# Start of Quoted passage

American empire is over: Somebody tell John Kerry!

New York Times embarrassingly praises Biden and Kerry's sorrowful efforts, all unaware U.S. exceptionalism is dead

Published December 12, 2013 12:45PM (EST)

  (AP/J. Scott Applewhite/Richard Drew)
(AP/J. Scott Applewhite/Richard Drew)

We have made ourselves a navel-gazing folk, a little like Americans of the 19th century — until we lunged into the world by bravely going after the crumbling Spanish empire. And in truth there is plenty that is worthy of our inward gaze now that unjust foreign wars have dropped out of the repertoire.

But absorption in our many domestic ills is not what we are all about these days. Vigorous scrutiny at home, never an American habit, is not why we do not much look outward. For most of us, the point is to avert our eyes as our claim to leadership in global affairs weakens. As an impatient world wings past in pursuit of a new order, America is befuddled and America flinches.

This is my read of foreign policy in the era of Obama and John Kerry, our most mediocre secretary of state since Condi Rice. Well, since Colin Powell. No, since Madeleine Albright. OK, since Warren Christopher. Let’s say since Larry Eagleburger, since ... Alas, there is a reason the State Department is called “Foggy Bottom.”

It's time to notice that Kerry cannot do much more than run to catch up. In Syria, in Iran, in the Pacific: State has been managing no more than frenetic improvisation since Kerry took office last February. And when Kerry is able to exert American preferences, as in Egypt, he gets it very wrong — invoking the past, ignoring the new century’s extraordinary dynamism, reverting to Cold War typology as if it can still be made to apply (and as if it ever did).

Scraping away the pretense, we are the ones crumbling now — not altogether unlike the Spanish when Teddy Roosevelt set America’s sights on them. And I think it is terrific.

This is neither cynicism nor declinism nor simple pessimism. I call it “the optimism of pessimism.” Once we finish our crumbling — and it is exactly like the Spanish in this regard — we will have a chance of getting on in the world constructively, of taking our proper place in history (as opposed to standing, somehow, above it).

It is a long-wave thought, true — “the work of a generation,” to borrow from the honorable Edward Snowden. But this is what makes 2013 so singular a passage in the running tale of U.S. policy abroad. It is hard to see your moment in history — by definition you are in it. But, rare enough, it is easier now than it usually is.

Among Kerry inheritances when he took the chair after Hillary Clinton was the “pivot to Asia.” The phrase faded quickly, and it was never more than a trumped-up effort to give American diplomacy the appearance of design — “architecture,” as the dips like to say. Instantly, Kerry was up to his neck in the quicksands of the Middle East.

# End of Quoted passage

> _Required actions_
1. In the essay on American foreign policy under Kerry, why does the author call the weakening of American power "terrific" and describe the view as "the optimism of pessimism"? Answer in one to three sentences.
2. Carry on the essay on American foreign policy under Kerry, starting right after its final sentence about the Middle East.

# Start of Data excerpts

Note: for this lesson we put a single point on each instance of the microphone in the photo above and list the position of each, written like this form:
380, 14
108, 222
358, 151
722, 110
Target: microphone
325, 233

# End of Data excerpts

> _Answers for the exercise_
1. The author argues that once America finishes crumbling, as Spain did, it will have a chance to engage with the world constructively. It could then take its proper place in history instead of trying to stand above it.

2.
Egypt came first. It was hard to detect, not least because of the disgraceful news reporting (or maybe it was the editing), but we witnessed a Washington-sanctioned coup last summer while scarcely noticing it. The instrument was Susan Rice, just then made national security adviser: She put the call through to Cairo, giving the generals the nod.

Mohammed Morsi’s fate was exactly the same as Mossadegh’s in Iran, 1953 (elected leader, the nation’s first, traded for a murderous autocrat) and Arbenz in Guatemala a year later (first elected leader out, military men and 30 years of civil war in). The three had the same flaw by Washington’s reckoning: Two social democrats and a moderate Muslim, they all stood outside the arc of American control.

So much for Kerry’s dexterity and imagination, as we read about these virtues in the newspapers. The take-home here: We have changed not at all over the past 60 years, and public deception is consistently essential to the proceedings.

We (well, some of us) mourn parts of our past, not least the coups. Bill Clinton, on a half-day visit to Guatemala City during his presidency, actually apologized for the CIA job on Arbenz. In the same way, some of us may someday get around to regretting what we did to the first president Egyptians chose for themselves. But this has to wait until it no longer matters.

And now you see what I mean, perhaps, when I suggest that it is time to recognize that we inhabit our own history.

Next to the same-old in Egypt, Syria and Iran are even more telling of our time. In both cases, we can discern the future arriving.

We are all trained to find Assad repellent. He is, but I would say less so than Pinochet was, to choose one among Washington’s many repellent clients over the years. Washington gives not a hoot about Assad’s domestic doings. Assad is an impediment in the post–Cold War project in the Middle East: wall-to-wall control and a clear coast for Israel as it avoids settling up with the Palestinians.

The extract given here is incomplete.